** What you are asked to do **
Change every "crop-scouting field log" in the items below to "annotation log" and write all of them out again with nothing else altered. Leave the pictures out.

•••••

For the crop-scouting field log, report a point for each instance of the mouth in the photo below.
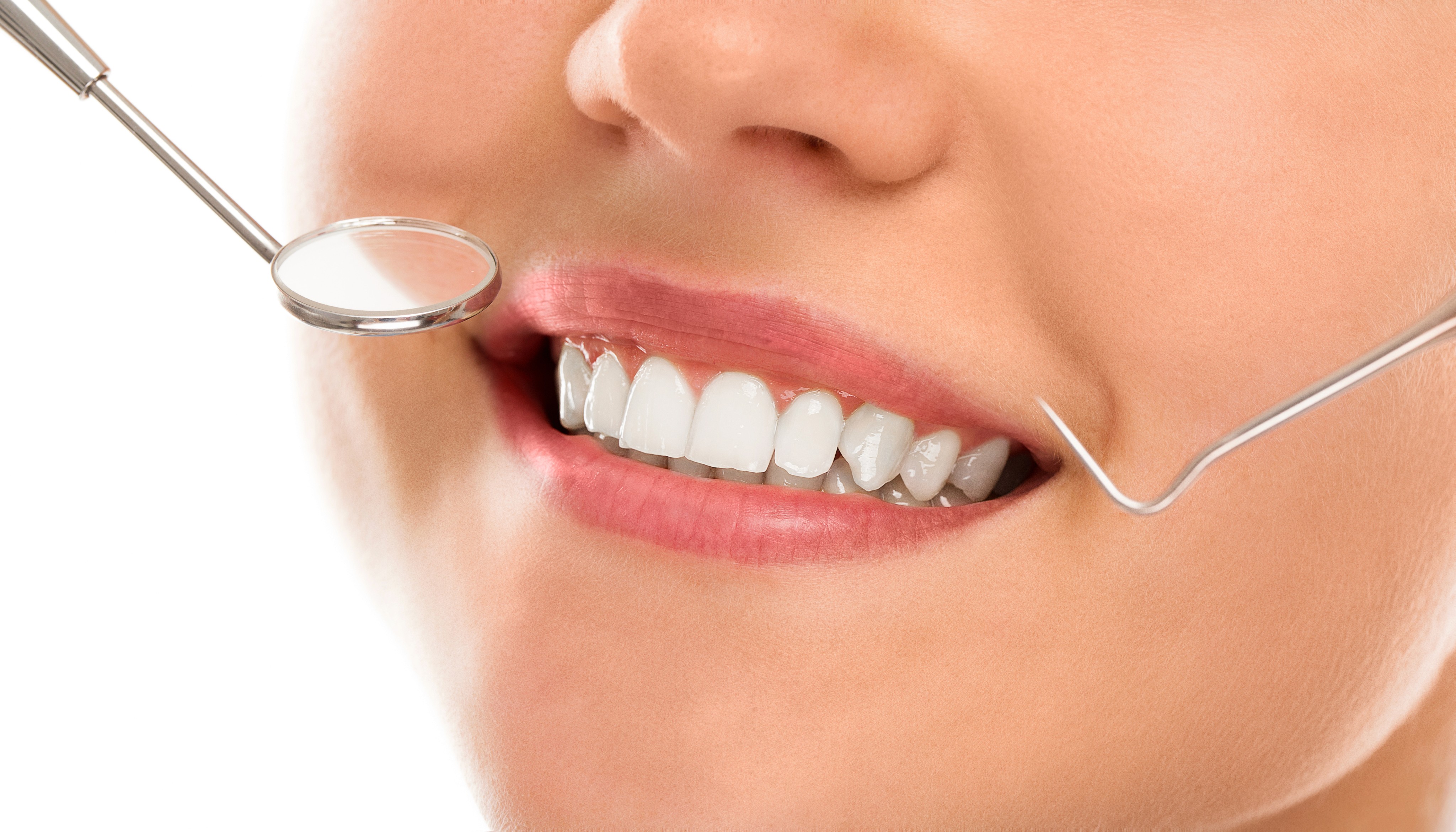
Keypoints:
(740, 427)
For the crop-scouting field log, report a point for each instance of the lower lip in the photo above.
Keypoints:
(714, 519)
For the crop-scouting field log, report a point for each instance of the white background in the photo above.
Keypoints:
(184, 644)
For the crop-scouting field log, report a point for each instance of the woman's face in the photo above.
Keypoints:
(1158, 216)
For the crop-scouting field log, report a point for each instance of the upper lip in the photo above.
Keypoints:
(732, 329)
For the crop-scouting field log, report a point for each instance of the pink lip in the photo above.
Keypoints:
(749, 524)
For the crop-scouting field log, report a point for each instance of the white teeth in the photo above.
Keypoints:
(606, 398)
(841, 481)
(777, 476)
(950, 498)
(734, 424)
(930, 462)
(898, 494)
(573, 380)
(685, 466)
(660, 411)
(874, 443)
(976, 472)
(650, 459)
(733, 475)
(734, 433)
(809, 434)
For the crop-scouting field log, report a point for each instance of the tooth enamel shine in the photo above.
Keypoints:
(660, 411)
(874, 441)
(979, 469)
(734, 424)
(841, 481)
(573, 382)
(930, 462)
(809, 434)
(777, 476)
(608, 396)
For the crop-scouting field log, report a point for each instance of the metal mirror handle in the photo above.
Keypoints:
(53, 41)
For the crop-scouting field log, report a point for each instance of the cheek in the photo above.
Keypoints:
(1292, 610)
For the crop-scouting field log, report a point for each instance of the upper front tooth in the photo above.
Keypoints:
(841, 481)
(809, 434)
(874, 441)
(606, 396)
(979, 469)
(660, 411)
(734, 424)
(930, 463)
(573, 380)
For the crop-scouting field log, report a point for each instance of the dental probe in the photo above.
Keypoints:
(1436, 326)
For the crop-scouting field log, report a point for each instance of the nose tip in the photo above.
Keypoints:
(701, 77)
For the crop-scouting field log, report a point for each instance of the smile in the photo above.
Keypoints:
(688, 419)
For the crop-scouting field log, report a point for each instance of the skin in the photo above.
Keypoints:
(1160, 216)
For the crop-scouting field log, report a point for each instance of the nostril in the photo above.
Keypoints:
(777, 137)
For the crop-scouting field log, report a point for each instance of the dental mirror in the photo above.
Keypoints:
(373, 275)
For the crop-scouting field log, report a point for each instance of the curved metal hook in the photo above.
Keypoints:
(1428, 332)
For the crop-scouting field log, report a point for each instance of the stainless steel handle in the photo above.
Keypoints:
(172, 156)
(53, 41)
(57, 45)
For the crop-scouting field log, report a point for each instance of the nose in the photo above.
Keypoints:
(708, 76)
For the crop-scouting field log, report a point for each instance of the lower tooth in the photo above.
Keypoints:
(950, 498)
(685, 466)
(841, 481)
(896, 492)
(611, 444)
(979, 469)
(777, 476)
(648, 459)
(736, 476)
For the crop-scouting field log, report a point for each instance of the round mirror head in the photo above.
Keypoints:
(386, 275)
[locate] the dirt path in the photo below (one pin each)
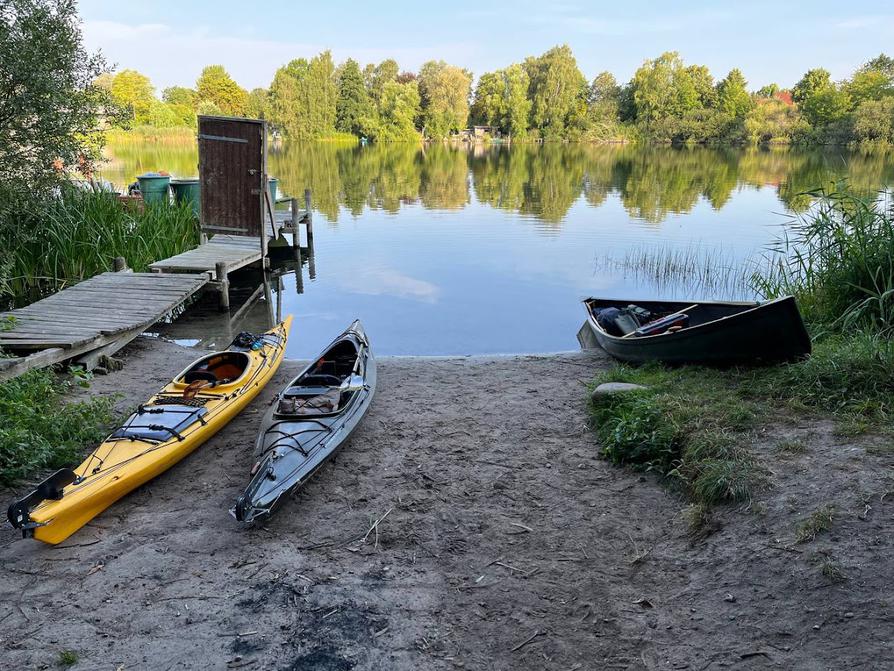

•••••

** The response **
For the annotation log, report a point for each instance of the mouth in the photo below.
Keypoints:
(740, 427)
For the annotation log, report a point for each instance of the lower lip in the photo above.
Keypoints:
(714, 519)
For the annotation log, report a point for each instance of the white background in the photo above.
Keypoints:
(184, 644)
For the annotation log, report a point for each instance of the woman's face in the photo above.
Keypoints:
(1158, 216)
For the annotation log, report a point for each instance of the upper lip in the photo above.
Keypoints:
(732, 329)
For the annotation log, report a point for each instance of the pink lip in the photo above.
Keypoints:
(749, 524)
For the annotation log, report a point for each instance of the white teeth in the photo above.
Keypoints:
(606, 398)
(841, 481)
(777, 476)
(950, 498)
(734, 424)
(930, 462)
(898, 494)
(573, 380)
(685, 466)
(660, 411)
(874, 443)
(976, 472)
(650, 459)
(733, 475)
(734, 433)
(809, 434)
For the annotation log, report a point for each instance of the tooth enamel shine in the photo above.
Keypoints:
(660, 411)
(874, 441)
(979, 469)
(734, 424)
(841, 481)
(573, 382)
(930, 462)
(809, 434)
(777, 476)
(608, 396)
For the annotation log, report a point for each instance of the metal mirror handle in the photo above.
Keypoints:
(53, 41)
For the annotation log, report a point for each instance of the cheek in the photo above.
Keypoints:
(1292, 610)
For the annotation log, report a point for each instance of the upper front tooth in the photo above.
Keypoints:
(841, 481)
(809, 434)
(874, 441)
(606, 396)
(979, 469)
(660, 411)
(734, 424)
(930, 463)
(573, 380)
For the annotation log, report a point for each instance of the dental probe in the photo above.
Keypoints:
(1436, 326)
For the annotation log, report a point for each instance of the nose tip in the photo above.
Keypoints:
(701, 77)
For the annotation log, report a point for each instance of the smile in the photo above.
Keypoints:
(688, 419)
For the annotation log, report a point for each instance of the skin in the photo above.
Keypoints:
(1160, 216)
For the annotation log, report a point for each instance of the nostril in the photo above.
Keypoints:
(777, 137)
For the annotation log, report a point for each instance of the dental mirror in the photo above.
Keypoints:
(373, 275)
For the annotation log, report a point for each instance of the curved metal hook in the photo above.
Keypoints:
(1428, 332)
For the annotation log, report a point for each instance of the stainless steel handle in the photo above.
Keypoints:
(172, 156)
(53, 41)
(57, 45)
For the annotation log, report a point for each instance of the nose in the photo above.
Keypoints:
(708, 76)
For the annotation log, report a point for each instance of the lower tooth in the photo above.
Keypoints:
(950, 498)
(685, 466)
(841, 481)
(896, 492)
(611, 444)
(979, 469)
(777, 476)
(648, 459)
(736, 476)
For the annotation log, report a point for each instance of the round mirror head in the photo above.
Keypoints:
(386, 275)
[locate] the dirt path in the photo below (one pin each)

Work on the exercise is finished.